### Written request
Carry none of the pictures over; set down the material below exactly.

— Begin Available records —

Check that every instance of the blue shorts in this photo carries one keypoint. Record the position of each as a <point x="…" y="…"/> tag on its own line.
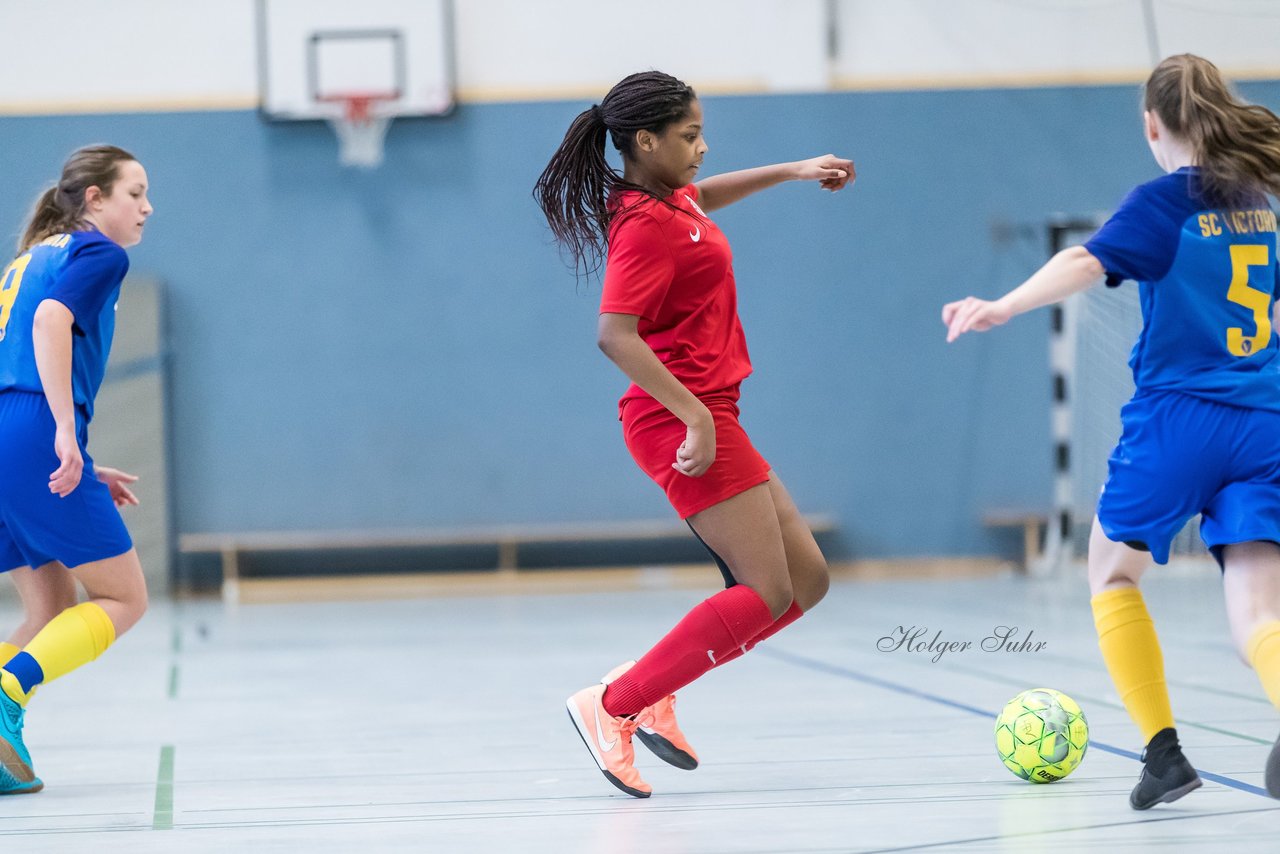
<point x="37" y="526"/>
<point x="1179" y="456"/>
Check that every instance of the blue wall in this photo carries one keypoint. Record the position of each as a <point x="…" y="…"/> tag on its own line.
<point x="405" y="347"/>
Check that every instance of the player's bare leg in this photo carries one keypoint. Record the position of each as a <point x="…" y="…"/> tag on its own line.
<point x="1251" y="581"/>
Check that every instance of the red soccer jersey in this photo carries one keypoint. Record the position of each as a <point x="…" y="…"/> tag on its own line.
<point x="671" y="266"/>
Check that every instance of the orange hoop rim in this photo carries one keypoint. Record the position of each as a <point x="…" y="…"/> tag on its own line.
<point x="356" y="105"/>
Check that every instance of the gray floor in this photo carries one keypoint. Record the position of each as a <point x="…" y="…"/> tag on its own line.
<point x="439" y="725"/>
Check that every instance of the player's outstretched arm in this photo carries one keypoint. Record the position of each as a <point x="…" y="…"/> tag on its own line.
<point x="51" y="336"/>
<point x="720" y="191"/>
<point x="1069" y="272"/>
<point x="117" y="482"/>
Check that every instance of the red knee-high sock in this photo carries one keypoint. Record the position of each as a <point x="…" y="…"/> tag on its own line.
<point x="711" y="631"/>
<point x="791" y="615"/>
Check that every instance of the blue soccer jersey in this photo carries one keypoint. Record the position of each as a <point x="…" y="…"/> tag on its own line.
<point x="82" y="270"/>
<point x="1207" y="279"/>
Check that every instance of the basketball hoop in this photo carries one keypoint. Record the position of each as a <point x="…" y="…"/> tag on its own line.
<point x="360" y="129"/>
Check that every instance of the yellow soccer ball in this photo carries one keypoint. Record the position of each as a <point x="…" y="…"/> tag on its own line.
<point x="1042" y="735"/>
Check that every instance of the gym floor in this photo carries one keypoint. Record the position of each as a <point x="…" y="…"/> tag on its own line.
<point x="437" y="721"/>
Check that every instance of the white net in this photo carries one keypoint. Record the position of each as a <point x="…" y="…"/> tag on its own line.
<point x="361" y="131"/>
<point x="360" y="141"/>
<point x="1106" y="325"/>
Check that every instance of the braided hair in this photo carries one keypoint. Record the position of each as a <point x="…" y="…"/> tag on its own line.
<point x="576" y="186"/>
<point x="1237" y="145"/>
<point x="62" y="206"/>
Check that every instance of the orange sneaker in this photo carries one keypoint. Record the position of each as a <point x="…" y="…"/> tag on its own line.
<point x="608" y="739"/>
<point x="657" y="727"/>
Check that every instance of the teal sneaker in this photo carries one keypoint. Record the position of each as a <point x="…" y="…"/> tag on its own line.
<point x="14" y="758"/>
<point x="24" y="789"/>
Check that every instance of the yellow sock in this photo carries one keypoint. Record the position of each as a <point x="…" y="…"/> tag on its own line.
<point x="76" y="636"/>
<point x="1132" y="653"/>
<point x="1265" y="656"/>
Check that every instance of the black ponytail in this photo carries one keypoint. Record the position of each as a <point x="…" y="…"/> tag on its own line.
<point x="576" y="186"/>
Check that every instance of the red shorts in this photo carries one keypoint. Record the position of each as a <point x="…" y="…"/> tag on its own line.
<point x="653" y="434"/>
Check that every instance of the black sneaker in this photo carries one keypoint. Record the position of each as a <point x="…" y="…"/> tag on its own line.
<point x="1166" y="775"/>
<point x="1272" y="773"/>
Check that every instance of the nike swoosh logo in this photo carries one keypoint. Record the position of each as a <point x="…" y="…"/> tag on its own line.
<point x="599" y="734"/>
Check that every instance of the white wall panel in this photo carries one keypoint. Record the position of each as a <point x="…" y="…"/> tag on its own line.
<point x="72" y="55"/>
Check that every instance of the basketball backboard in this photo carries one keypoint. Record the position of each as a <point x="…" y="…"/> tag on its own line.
<point x="314" y="55"/>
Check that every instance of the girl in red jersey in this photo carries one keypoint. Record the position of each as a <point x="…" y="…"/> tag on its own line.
<point x="668" y="319"/>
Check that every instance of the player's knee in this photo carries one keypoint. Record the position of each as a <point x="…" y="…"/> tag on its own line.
<point x="777" y="596"/>
<point x="131" y="608"/>
<point x="813" y="588"/>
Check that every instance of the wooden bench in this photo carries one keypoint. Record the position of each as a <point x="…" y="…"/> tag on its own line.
<point x="1033" y="524"/>
<point x="507" y="538"/>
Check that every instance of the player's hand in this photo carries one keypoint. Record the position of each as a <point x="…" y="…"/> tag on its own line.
<point x="115" y="480"/>
<point x="831" y="172"/>
<point x="67" y="476"/>
<point x="698" y="451"/>
<point x="973" y="315"/>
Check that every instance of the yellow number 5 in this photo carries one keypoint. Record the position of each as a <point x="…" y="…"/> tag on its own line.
<point x="1243" y="256"/>
<point x="9" y="283"/>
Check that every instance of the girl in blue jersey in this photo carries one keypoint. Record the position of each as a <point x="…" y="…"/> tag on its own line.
<point x="59" y="521"/>
<point x="1202" y="432"/>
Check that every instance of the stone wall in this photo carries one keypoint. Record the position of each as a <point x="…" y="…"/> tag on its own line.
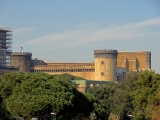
<point x="21" y="60"/>
<point x="134" y="61"/>
<point x="85" y="75"/>
<point x="105" y="64"/>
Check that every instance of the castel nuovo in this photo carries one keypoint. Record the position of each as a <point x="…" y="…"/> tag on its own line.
<point x="109" y="65"/>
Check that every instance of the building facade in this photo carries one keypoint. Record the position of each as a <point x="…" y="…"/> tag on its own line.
<point x="107" y="65"/>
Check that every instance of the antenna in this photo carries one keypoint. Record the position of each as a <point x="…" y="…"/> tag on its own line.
<point x="21" y="48"/>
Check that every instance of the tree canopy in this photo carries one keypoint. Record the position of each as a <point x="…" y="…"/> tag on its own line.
<point x="39" y="94"/>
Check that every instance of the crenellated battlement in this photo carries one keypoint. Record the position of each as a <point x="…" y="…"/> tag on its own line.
<point x="21" y="53"/>
<point x="106" y="51"/>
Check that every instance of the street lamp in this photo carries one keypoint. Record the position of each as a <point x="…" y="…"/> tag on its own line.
<point x="53" y="115"/>
<point x="130" y="117"/>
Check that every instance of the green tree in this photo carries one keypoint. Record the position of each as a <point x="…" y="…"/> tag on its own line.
<point x="104" y="94"/>
<point x="122" y="99"/>
<point x="145" y="95"/>
<point x="39" y="94"/>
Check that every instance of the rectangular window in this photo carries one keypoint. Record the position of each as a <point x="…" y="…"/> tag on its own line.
<point x="102" y="62"/>
<point x="102" y="73"/>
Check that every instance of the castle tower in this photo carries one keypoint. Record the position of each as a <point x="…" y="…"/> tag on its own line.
<point x="5" y="47"/>
<point x="105" y="65"/>
<point x="22" y="60"/>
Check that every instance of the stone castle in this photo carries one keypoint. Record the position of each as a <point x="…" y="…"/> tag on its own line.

— End Available records —

### Task solution
Check that every instance of the blue shorts in this photo carries one keypoint. Record the position of each as a <point x="…" y="…"/> tag on its own line.
<point x="37" y="526"/>
<point x="1179" y="456"/>
Check that every instance of the blue wall in this photo carries one keypoint. Record the position of each as a <point x="…" y="…"/> tag on its own line.
<point x="405" y="347"/>
Check that every instance of the player's bare leg in this photo carries one keypoint. Record the position of each as a <point x="…" y="…"/> tag on its own line.
<point x="1251" y="581"/>
Check that every instance of the red soccer jersey in this photo carries one keypoint. Record the position of each as a <point x="…" y="…"/> tag on its own line.
<point x="671" y="266"/>
Check that every instance of the orange hoop rim in this photo carries one keypoint. Record the position of each as a <point x="…" y="…"/> tag on its own line.
<point x="356" y="105"/>
Check that every instance of the gray floor in this photo carries one keypoint. Record the position of each as a <point x="…" y="…"/> tag on its own line.
<point x="439" y="725"/>
Check that every instance of the player's outstretched arm in this photo carries one keypoint. Record the position of each as a <point x="…" y="…"/> tag on its own line.
<point x="51" y="336"/>
<point x="720" y="191"/>
<point x="1069" y="272"/>
<point x="117" y="482"/>
Check that every instance of the red knee-high sock in this photo carries one keypoint. Record the position of each as a <point x="…" y="…"/> tag on its own line.
<point x="711" y="631"/>
<point x="791" y="615"/>
Check that every instance of the blue soccer jersey in this photo carries one keypoint. Record the position of each as a <point x="…" y="…"/> tag on its own line.
<point x="82" y="270"/>
<point x="1207" y="279"/>
Check that every instance of the basketball hoop in this photo carries one keypoint. Record the position of each as a <point x="…" y="…"/> tag on its own line.
<point x="360" y="129"/>
Check that every instance of the yellow soccer ball in this photo carries one keypoint. Record the position of each as a <point x="…" y="…"/> tag on its own line.
<point x="1042" y="735"/>
Check that every instance of the gym floor in this photo carries one keypoint. Record the position of each as a <point x="…" y="…"/> tag on its own line.
<point x="437" y="721"/>
Check that every instance of the white net in this photo carries one keypoint. Record the position of each as a <point x="…" y="…"/> tag on its own line.
<point x="361" y="131"/>
<point x="360" y="141"/>
<point x="1106" y="325"/>
Check that every instance of the braided hair in this photo carries one keypoint. Record the position of each as a <point x="…" y="…"/> tag on its own line.
<point x="576" y="186"/>
<point x="1237" y="145"/>
<point x="62" y="206"/>
Check that every instance of the orange sneaker in this photo carries one keypoint. Record the position of each as a <point x="…" y="…"/> tag on its own line.
<point x="608" y="739"/>
<point x="657" y="727"/>
Check that every instance of the teal sneaker in this photo carries one keypoint. Record the position of each as a <point x="…" y="…"/> tag on its own line.
<point x="14" y="758"/>
<point x="24" y="789"/>
Check that every instance of the yellow sock in this photo carries one keypoint. Record the position of each as a <point x="…" y="…"/> tag on its own line.
<point x="76" y="636"/>
<point x="1132" y="653"/>
<point x="1265" y="656"/>
Check that every instance of the black ponytail in this photo carries one keypoint. Record the position of each as a <point x="…" y="…"/> tag on its own line.
<point x="576" y="186"/>
Check that every instance of the red shorts in this photo carries one keypoint. Record the position of each as a <point x="…" y="…"/> tag on its own line.
<point x="653" y="434"/>
Check that every instance of the black sneaker in this photo carries one keypoint. Record the position of each as a <point x="…" y="…"/> tag on its own line.
<point x="1166" y="775"/>
<point x="1272" y="773"/>
Check that every instance of the nike swoosh logo in this photo carries one keypoint. Record the position of each as a <point x="…" y="…"/> tag on its own line.
<point x="599" y="734"/>
Check that every instance of the white wall panel in this photo carries one keypoint. Record the position of each as a <point x="…" y="…"/> tag on its own line.
<point x="72" y="55"/>
Check that every instance of the basketball backboard in this photo carries one keypoint. Record the position of each as a <point x="…" y="…"/> tag on its own line.
<point x="314" y="55"/>
Check that every instance of the girl in red jersey in this photo carries one keypoint. Record the position of each as a <point x="…" y="…"/> tag on its own line.
<point x="668" y="319"/>
Check that every instance of the player's knee in this photo carries one keypoint. Record the position of each as a <point x="…" y="…"/> tag on its own line.
<point x="777" y="596"/>
<point x="131" y="608"/>
<point x="813" y="588"/>
Check that every instance of the wooden bench in this photo carries one keypoint. Record the position of each as a <point x="…" y="…"/> tag on its own line.
<point x="1033" y="524"/>
<point x="507" y="538"/>
Check that every instance of the player's hand in this photo carries one keypoint. Record the position of each as a <point x="…" y="…"/> tag on its own line.
<point x="115" y="480"/>
<point x="831" y="172"/>
<point x="67" y="476"/>
<point x="698" y="451"/>
<point x="973" y="315"/>
Check that every instance of the yellow number 5 in this photo carries one keypoint. Record the position of each as a <point x="…" y="…"/> tag on its own line.
<point x="1243" y="256"/>
<point x="9" y="283"/>
Check that every instance of the girl in blue jersey in this photo carries one keypoint. Record the position of each as a <point x="…" y="…"/> tag on its own line.
<point x="59" y="521"/>
<point x="1202" y="432"/>
Check that every instance of the stone wall in this photo carries one keypoint. Record the position of each as a <point x="…" y="…"/> tag on its own line.
<point x="21" y="60"/>
<point x="134" y="61"/>
<point x="85" y="75"/>
<point x="105" y="64"/>
Check that every instance of the castel nuovo in this photo carries one keypoint. Record the position of each as a <point x="…" y="…"/> tag on its own line.
<point x="109" y="65"/>
Check that every instance of the building facade in this photo carries one keypoint. Record the position of each as a <point x="…" y="…"/> tag on its own line.
<point x="107" y="65"/>
Check that every instance of the antenna in this photo carries one keypoint. Record the position of each as a <point x="…" y="…"/> tag on its own line.
<point x="21" y="48"/>
Check that every instance of the tree canopy in this photo carries one keypoint. Record the position of each as a <point x="…" y="…"/> tag on its own line.
<point x="39" y="94"/>
Check that every instance of the crenellated battlement in this photo carries one keypoint. Record the position of each as a <point x="…" y="…"/> tag on its own line.
<point x="21" y="53"/>
<point x="106" y="51"/>
Check that every instance of the street lamp in this photo carries one keypoint. Record the position of each as a <point x="…" y="…"/> tag on its own line.
<point x="53" y="115"/>
<point x="130" y="117"/>
Check that every instance of the green tree in this photo carries one keypoint. Record the position of each as a <point x="…" y="…"/> tag on its own line.
<point x="104" y="94"/>
<point x="122" y="99"/>
<point x="145" y="95"/>
<point x="39" y="94"/>
Check that every instance of the rectangular window in this photo carries one keypoint. Record the position of each as a <point x="…" y="…"/> tag on its own line.
<point x="102" y="62"/>
<point x="102" y="73"/>
Check that every instance of the castle tower in this photo carries one keypoint. Record the position of each as a <point x="…" y="…"/> tag on its own line.
<point x="5" y="47"/>
<point x="105" y="65"/>
<point x="22" y="60"/>
Check that every instance of the stone castle in this photo carries one keypoint. Record the position of each as a <point x="…" y="…"/> tag on its own line.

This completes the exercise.